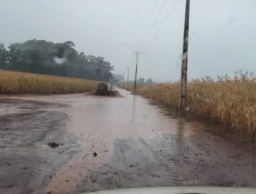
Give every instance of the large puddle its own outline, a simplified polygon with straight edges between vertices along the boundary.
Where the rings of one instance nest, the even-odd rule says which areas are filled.
[[[67,131],[80,147],[53,177],[46,193],[190,184],[255,185],[249,153],[205,132],[199,123],[165,116],[163,110],[141,97],[119,91],[123,97],[8,97],[71,105],[53,110],[67,115]]]

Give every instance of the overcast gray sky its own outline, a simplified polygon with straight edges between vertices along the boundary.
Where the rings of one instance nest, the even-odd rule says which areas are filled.
[[[177,0],[167,0],[156,20],[165,0],[151,18],[157,0],[0,0],[0,42],[71,40],[78,51],[105,57],[115,73],[129,67],[131,78],[132,52],[142,45],[138,77],[177,80],[185,0],[169,18]],[[256,70],[256,1],[190,1],[189,78]]]

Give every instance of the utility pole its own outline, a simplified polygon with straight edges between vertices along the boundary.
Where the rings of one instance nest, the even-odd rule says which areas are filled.
[[[137,70],[138,68],[138,54],[142,54],[141,52],[133,52],[134,53],[136,54],[136,68],[135,69],[135,79],[134,79],[134,94],[136,94],[136,87],[137,87]]]
[[[123,79],[123,87],[125,86],[125,71],[124,71],[124,78]]]
[[[129,67],[126,67],[127,68],[127,86],[129,85]]]
[[[186,0],[185,23],[183,39],[183,52],[181,72],[181,88],[179,109],[184,111],[187,105],[187,76],[189,45],[189,29],[190,0]]]

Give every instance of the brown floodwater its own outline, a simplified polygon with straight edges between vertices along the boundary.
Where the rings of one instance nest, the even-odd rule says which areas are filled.
[[[168,116],[166,110],[141,96],[118,90],[122,97],[79,94],[1,97],[6,103],[0,106],[0,116],[34,113],[27,126],[32,123],[36,127],[46,120],[53,123],[43,125],[50,131],[56,125],[56,134],[48,136],[59,147],[48,148],[46,137],[26,147],[39,149],[44,159],[52,161],[47,167],[35,164],[33,171],[47,173],[30,172],[32,175],[24,186],[27,190],[78,194],[165,186],[256,186],[248,147],[213,135],[204,124]],[[18,99],[22,100],[15,101]],[[43,119],[37,118],[39,113],[35,111],[39,110]],[[54,114],[64,115],[58,119],[64,123],[56,125],[59,120],[53,123]],[[7,139],[8,134],[5,135]],[[27,151],[28,155],[34,154]],[[13,172],[5,173],[13,177]],[[51,178],[46,180],[43,176]],[[42,181],[33,181],[37,178]],[[9,190],[7,186],[4,191],[15,190],[15,185]],[[21,182],[20,190],[22,186]]]

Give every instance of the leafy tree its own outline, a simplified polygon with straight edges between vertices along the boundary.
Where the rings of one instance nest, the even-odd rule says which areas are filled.
[[[73,42],[33,39],[0,45],[0,66],[21,71],[109,81],[114,67],[102,57],[79,53]],[[1,67],[2,68],[2,67]]]

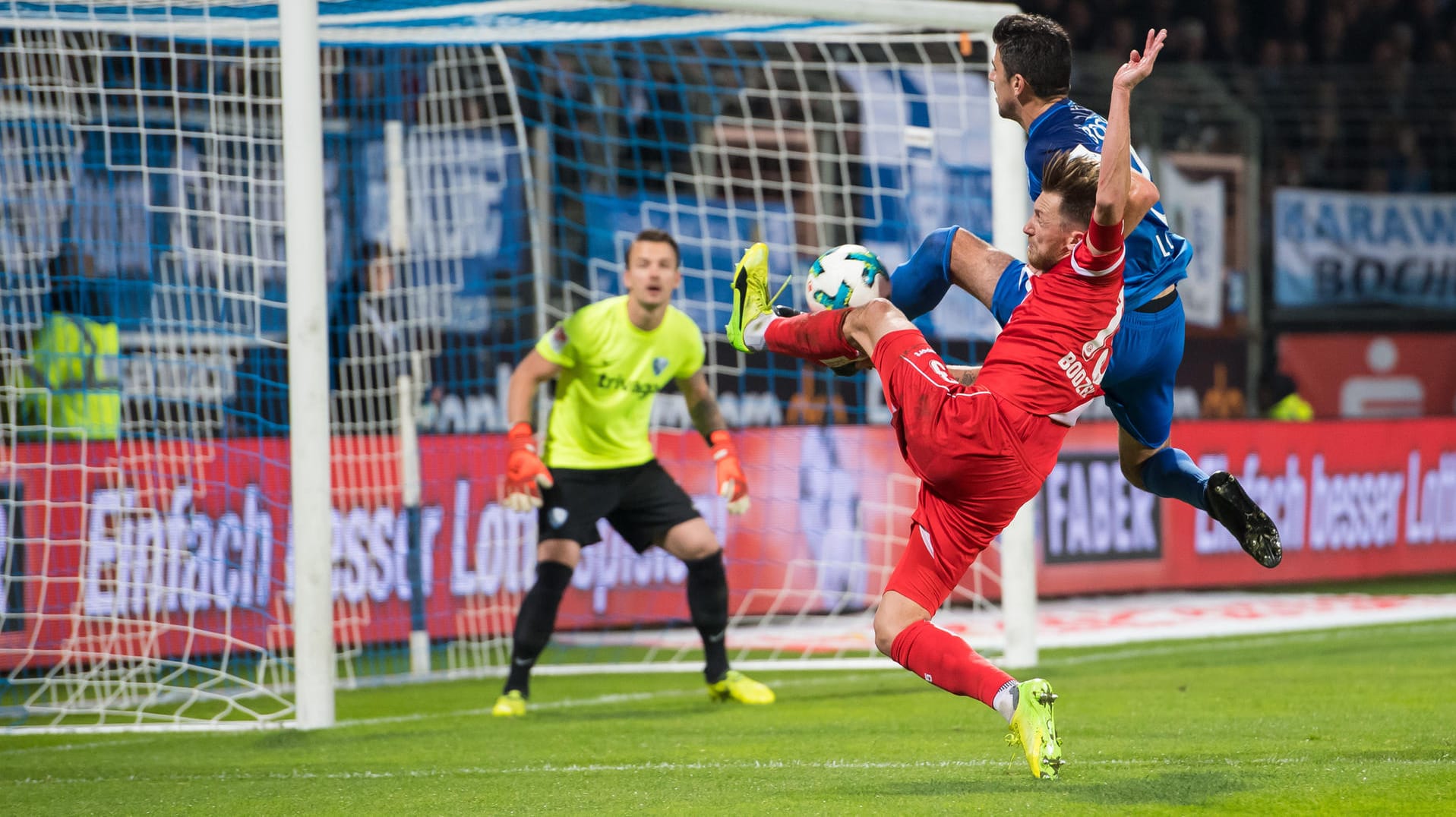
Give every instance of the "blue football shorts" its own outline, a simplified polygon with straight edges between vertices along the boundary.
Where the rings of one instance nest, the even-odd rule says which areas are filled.
[[[1026,264],[1012,261],[996,281],[992,315],[1005,326],[1026,297]],[[1182,363],[1182,300],[1158,312],[1124,310],[1112,336],[1112,363],[1102,392],[1112,417],[1134,440],[1156,449],[1168,441],[1174,422],[1174,379]]]

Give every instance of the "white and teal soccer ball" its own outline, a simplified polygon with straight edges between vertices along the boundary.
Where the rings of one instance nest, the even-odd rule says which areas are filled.
[[[859,245],[839,245],[814,259],[804,287],[810,312],[865,306],[890,297],[890,272],[879,258]]]

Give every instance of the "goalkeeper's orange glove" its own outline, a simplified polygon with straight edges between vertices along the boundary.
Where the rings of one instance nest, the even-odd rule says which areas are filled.
[[[708,435],[713,447],[713,465],[718,467],[718,495],[728,500],[728,513],[741,514],[748,510],[748,479],[738,465],[738,451],[727,431]]]
[[[505,456],[505,507],[529,511],[542,507],[542,488],[555,482],[546,463],[536,454],[536,434],[530,422],[517,422],[505,434],[511,453]]]

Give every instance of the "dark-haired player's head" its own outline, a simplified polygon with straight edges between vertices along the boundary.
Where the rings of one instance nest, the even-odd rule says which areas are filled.
[[[1003,119],[1022,108],[1067,95],[1072,89],[1072,38],[1041,15],[1008,15],[992,29],[992,90]]]
[[[1054,153],[1041,170],[1041,195],[1031,207],[1031,218],[1021,232],[1026,233],[1026,264],[1050,269],[1086,234],[1096,207],[1098,163]]]
[[[683,281],[678,269],[677,240],[665,230],[646,229],[628,245],[622,285],[639,306],[657,309],[671,303],[673,290]]]

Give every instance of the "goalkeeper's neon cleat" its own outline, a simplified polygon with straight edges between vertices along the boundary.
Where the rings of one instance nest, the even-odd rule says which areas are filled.
[[[1019,698],[1016,712],[1010,717],[1010,734],[1006,743],[1021,744],[1026,753],[1026,765],[1031,766],[1031,776],[1044,781],[1054,781],[1061,767],[1061,738],[1057,737],[1057,725],[1051,721],[1051,702],[1057,699],[1051,693],[1051,684],[1042,679],[1031,679],[1016,684]]]
[[[743,253],[738,268],[732,275],[732,315],[728,316],[728,326],[724,326],[724,331],[728,333],[728,342],[741,352],[754,351],[744,342],[743,329],[754,317],[773,315],[772,307],[773,299],[769,297],[769,245],[759,242]]]
[[[496,718],[520,718],[526,714],[526,698],[521,696],[521,690],[513,689],[505,695],[495,699],[495,706],[491,706],[491,715]]]
[[[773,690],[750,679],[738,670],[728,670],[724,680],[708,684],[708,698],[716,703],[737,700],[738,703],[773,703]]]
[[[1243,486],[1232,473],[1226,470],[1210,473],[1204,501],[1208,504],[1208,516],[1239,540],[1245,553],[1267,568],[1278,567],[1284,559],[1278,529],[1264,508],[1243,492]]]

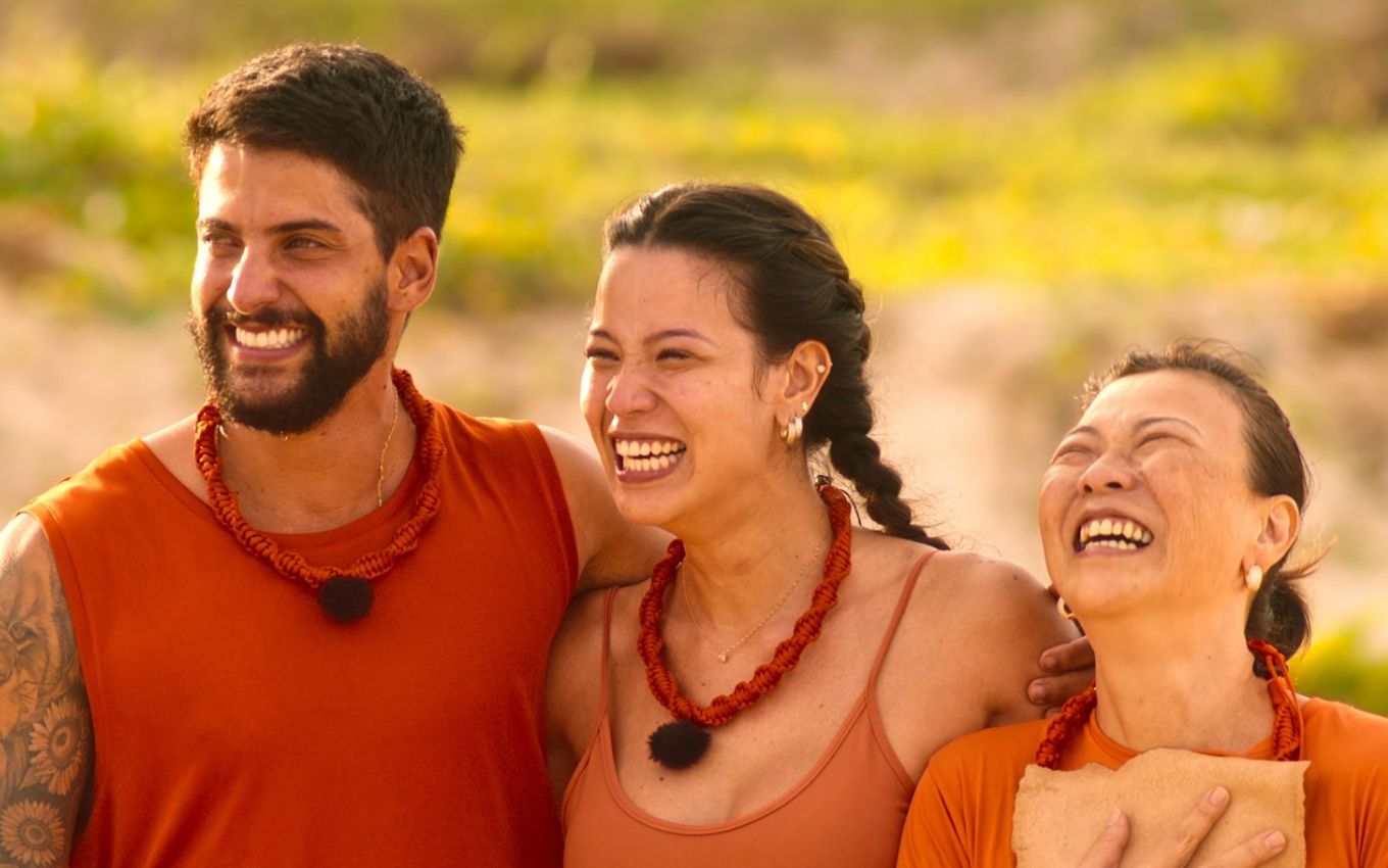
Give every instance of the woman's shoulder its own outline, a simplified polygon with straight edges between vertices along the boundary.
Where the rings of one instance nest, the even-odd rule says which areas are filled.
[[[1035,760],[1048,724],[1049,719],[1023,721],[965,733],[937,750],[929,768],[937,776],[948,772],[984,779],[999,774],[1020,778]]]
[[[1388,785],[1388,718],[1326,699],[1302,707],[1305,753],[1323,769],[1371,775]]]
[[[920,578],[912,603],[916,617],[929,621],[931,632],[965,642],[985,667],[1017,657],[1031,668],[1042,649],[1077,635],[1045,586],[1010,561],[940,551]]]

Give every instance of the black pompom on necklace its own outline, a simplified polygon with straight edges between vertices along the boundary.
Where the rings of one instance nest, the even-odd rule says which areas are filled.
[[[715,697],[708,706],[697,706],[680,694],[679,685],[661,656],[665,649],[665,642],[661,639],[665,592],[675,581],[680,561],[684,560],[684,543],[673,540],[665,557],[655,565],[651,572],[651,586],[641,597],[637,653],[645,662],[645,681],[651,693],[675,717],[647,739],[651,760],[655,762],[672,771],[698,762],[712,742],[709,729],[731,721],[738,711],[766,696],[783,675],[795,668],[805,647],[819,637],[824,615],[838,603],[838,585],[852,567],[849,521],[852,508],[848,496],[829,483],[819,486],[819,496],[829,507],[829,525],[834,536],[824,557],[823,578],[815,586],[809,608],[795,619],[790,637],[776,646],[769,661],[756,667],[750,679],[738,682],[731,693]]]

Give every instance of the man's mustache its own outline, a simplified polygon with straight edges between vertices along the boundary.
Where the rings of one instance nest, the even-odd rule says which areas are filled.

++++++++++++++++++++

Work required: Copy the whole listing above word for word but do not carry over the pictures.

Finished answer:
Give every instance of the large puddle its own outline, a simplified polygon with straight edges between vertices along the boundary.
Where the rings of one instance nest, the even-odd rule says which areas are filled.
[[[67,131],[80,147],[53,177],[46,193],[190,184],[255,185],[249,153],[205,132],[199,123],[165,116],[163,110],[141,97],[119,91],[123,97],[8,97],[71,105],[53,110],[67,115]]]

Give every instance of the overcast gray sky its own outline, a simplified polygon with straight edges between vertices along the boundary.
Where the rings of one instance nest, the even-odd rule says which areas are filled.
[[[177,0],[167,0],[156,20],[165,0],[151,18],[157,0],[0,0],[0,42],[71,40],[78,51],[105,57],[115,73],[129,67],[131,78],[132,52],[142,45],[138,77],[177,80],[185,0],[169,18]],[[256,70],[256,1],[190,1],[189,78]]]

Give every instance of the utility pole its own outline, a simplified polygon with straight edges between vertices along the boundary.
Where the rings of one instance nest, the even-odd rule says which areas are filled.
[[[137,70],[138,68],[138,54],[142,54],[141,52],[133,52],[134,53],[136,54],[136,68],[135,69],[135,79],[134,79],[134,94],[136,94],[136,87],[137,87]]]
[[[123,79],[123,87],[125,86],[125,71],[124,71],[124,78]]]
[[[129,67],[126,67],[127,68],[127,86],[129,85]]]
[[[186,0],[185,23],[183,39],[183,52],[181,72],[181,88],[179,109],[184,111],[187,105],[187,76],[189,45],[189,29],[190,0]]]

Give every instance of the brown floodwater its own outline, a simplified polygon with straight edges between vertices along the boundary.
Where the rings of one instance nest, the even-odd rule says which areas are filled.
[[[168,116],[166,110],[141,96],[118,90],[122,97],[79,94],[1,97],[6,103],[0,106],[0,116],[34,113],[27,126],[32,123],[36,127],[46,120],[53,123],[43,125],[50,131],[56,125],[56,134],[48,136],[59,147],[48,148],[46,137],[26,147],[39,149],[44,159],[52,161],[47,167],[35,164],[33,171],[47,173],[30,172],[32,175],[24,186],[27,190],[78,194],[165,186],[256,186],[248,147],[213,135],[204,124]],[[18,99],[22,100],[15,101]],[[43,119],[37,118],[39,113],[35,111],[39,110]],[[54,114],[64,115],[58,119],[64,123],[56,125],[59,120],[53,123]],[[7,139],[8,134],[5,135]],[[27,151],[28,155],[34,154]],[[13,172],[5,173],[13,177]],[[51,178],[46,180],[43,176]],[[42,181],[33,181],[37,178]],[[9,190],[7,186],[4,191],[15,190],[15,185]],[[21,182],[20,190],[22,186]]]

Give every instance of the leafy tree its own outline, a simplified polygon with straight edges between vertices along the boundary.
Where the rings of one instance nest, the even-odd rule says which areas are filled.
[[[73,42],[33,39],[0,45],[0,66],[21,71],[109,81],[114,67],[102,57],[79,53]],[[1,67],[2,68],[2,67]]]

Give every instance of the "blue football shorts" its own outline, a simplified polygon with straight edges between vertices along the boundary.
Where the rings of one instance nest, the even-odd rule says which areas are filled.
[[[1026,264],[1012,261],[996,281],[992,315],[1005,326],[1026,297]],[[1182,363],[1182,300],[1158,312],[1124,310],[1112,336],[1112,363],[1102,392],[1112,417],[1134,440],[1156,449],[1168,441],[1174,422],[1174,379]]]

Give every instance of the "white and teal soccer ball" its own outline, a simplified polygon with straight edges between vertices along the boundary.
Where the rings of one instance nest, the even-odd rule says which areas are filled.
[[[859,245],[839,245],[814,259],[804,287],[810,312],[865,306],[890,297],[890,272],[879,258]]]

Give every instance of the "goalkeeper's orange glove" its own outline, a simplified polygon with straight edges between vertices along the boundary.
Where the rings of one instance nest, the even-odd rule says which areas are filled.
[[[708,435],[713,447],[713,465],[718,467],[718,495],[728,500],[728,513],[741,514],[748,510],[748,479],[738,465],[738,451],[727,431]]]
[[[505,456],[505,507],[529,511],[542,507],[542,488],[555,482],[546,463],[536,454],[536,434],[530,422],[517,422],[505,434],[511,453]]]

Give every instance of the "dark-haired player's head" its own outline, a simplified polygon with straight edges between vertices along the boundary.
Where the rings of one instance nest, the even-odd rule says which areas are filled.
[[[1003,119],[1022,108],[1067,95],[1072,89],[1072,38],[1041,15],[1008,15],[992,29],[992,90]]]
[[[1054,153],[1041,170],[1041,195],[1031,207],[1031,218],[1021,232],[1026,233],[1026,264],[1050,269],[1086,234],[1096,207],[1098,163]]]
[[[683,281],[678,269],[677,240],[665,230],[646,229],[628,245],[622,285],[639,306],[657,309],[671,303],[673,290]]]

Give every instance of the "goalkeeper's neon cleat" its own outline, a simplified polygon with straight edges between vertices along the boundary.
Where the rings of one instance nest, the even-odd rule says which areas are filled.
[[[1019,698],[1016,712],[1010,717],[1010,734],[1006,743],[1021,744],[1026,753],[1026,765],[1031,766],[1031,776],[1044,781],[1054,781],[1061,767],[1061,738],[1057,737],[1057,725],[1051,721],[1051,702],[1057,699],[1051,693],[1051,684],[1042,679],[1031,679],[1016,684]]]
[[[743,253],[738,268],[732,275],[732,315],[728,316],[728,326],[724,326],[724,331],[728,333],[728,342],[741,352],[754,351],[744,342],[743,329],[754,317],[773,315],[772,307],[773,299],[769,297],[769,245],[759,242]]]
[[[496,718],[520,718],[526,714],[526,698],[521,696],[521,690],[513,689],[505,695],[495,699],[495,706],[491,706],[491,715]]]
[[[773,690],[750,679],[738,670],[728,670],[724,680],[708,684],[708,698],[716,703],[737,700],[738,703],[773,703]]]
[[[1243,486],[1232,473],[1226,470],[1210,473],[1204,501],[1208,504],[1208,516],[1239,540],[1245,553],[1267,568],[1278,567],[1284,559],[1278,529],[1264,508],[1243,492]]]

Give every instance of the woman's shoulder its own outline, a simplified polygon with straight edges between vertices along the boundary.
Where the rings of one instance nest, the even-odd rule says which areas are filled.
[[[1035,760],[1048,724],[1049,719],[1023,721],[965,733],[937,750],[929,768],[937,776],[948,772],[984,779],[999,774],[1020,778]]]
[[[1388,785],[1388,718],[1326,699],[1302,707],[1305,753],[1323,769],[1371,775]]]
[[[920,578],[912,603],[916,617],[929,621],[931,632],[965,642],[985,667],[1017,657],[1031,668],[1042,649],[1077,635],[1045,586],[1010,561],[940,551]]]

Give every instance of the black pompom on necklace its own outline, a simplified polygon with straight edges between vertices along the boundary.
Where the rings of one instance nest, the even-odd rule says which areas are filled.
[[[715,697],[708,706],[697,706],[680,694],[679,685],[661,656],[665,649],[665,642],[661,639],[665,592],[675,581],[680,561],[684,560],[684,543],[673,540],[665,557],[655,565],[651,572],[651,586],[641,597],[637,653],[645,662],[645,681],[651,693],[675,717],[647,739],[651,760],[655,762],[672,771],[698,762],[712,742],[709,729],[731,721],[738,711],[766,696],[783,675],[795,668],[805,647],[819,637],[824,615],[838,603],[838,585],[852,567],[849,521],[852,508],[848,496],[829,483],[819,486],[819,496],[829,507],[829,525],[834,536],[824,557],[823,578],[815,586],[809,608],[795,619],[790,637],[776,646],[769,661],[756,667],[750,679],[738,682],[731,693]]]

Give every instance of the man's mustache its own outline, a simplified polygon with straight edges between vertices along the boundary.
Where the rings of one instance nest, the even-odd rule says which areas are filled.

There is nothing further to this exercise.